THE REQUEST:
Please copy the items below line for line without any changes, and leave the pictures out.

[Object point labels]
****************************************
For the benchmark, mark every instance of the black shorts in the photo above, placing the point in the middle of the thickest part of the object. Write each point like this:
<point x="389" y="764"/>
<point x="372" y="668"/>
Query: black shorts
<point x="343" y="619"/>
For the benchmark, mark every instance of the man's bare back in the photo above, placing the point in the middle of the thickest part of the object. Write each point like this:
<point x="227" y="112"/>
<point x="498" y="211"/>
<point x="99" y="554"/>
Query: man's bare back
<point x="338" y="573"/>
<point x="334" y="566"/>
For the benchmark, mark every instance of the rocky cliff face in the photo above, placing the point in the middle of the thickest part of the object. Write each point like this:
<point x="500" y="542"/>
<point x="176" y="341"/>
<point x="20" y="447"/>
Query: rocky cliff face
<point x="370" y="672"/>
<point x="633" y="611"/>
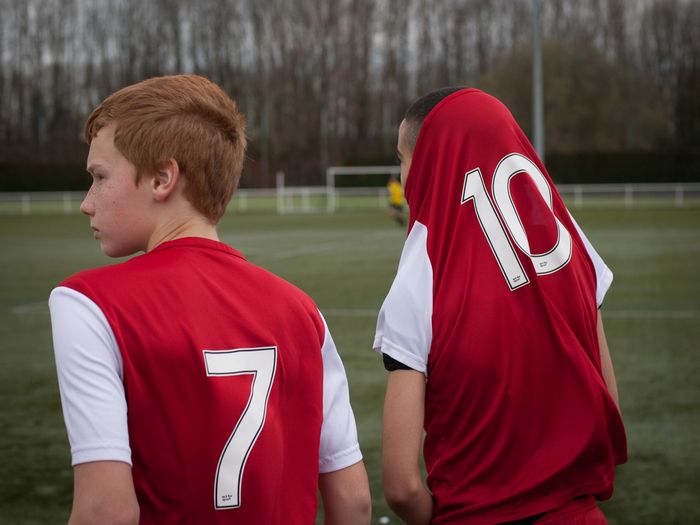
****************************************
SOLUTION TO THIS PROBLEM:
For the benchmark, mark every instance of the black shorts in the photo above, placing the point in the middle of the thickest part of the object. Write each point like this:
<point x="389" y="764"/>
<point x="372" y="668"/>
Query: black shorts
<point x="343" y="619"/>
For the benchmark, mark every instance of the man's bare back in the photo above, placing the point in the middle of the thickest part of the object. Write each point like this:
<point x="227" y="112"/>
<point x="498" y="211"/>
<point x="99" y="554"/>
Query: man's bare back
<point x="338" y="573"/>
<point x="334" y="566"/>
For the benchmark, mark every instance of the rocky cliff face in the photo above, placing the point in the middle of the thickest part of the object. Write each point like this:
<point x="500" y="542"/>
<point x="176" y="341"/>
<point x="20" y="447"/>
Query: rocky cliff face
<point x="370" y="672"/>
<point x="633" y="611"/>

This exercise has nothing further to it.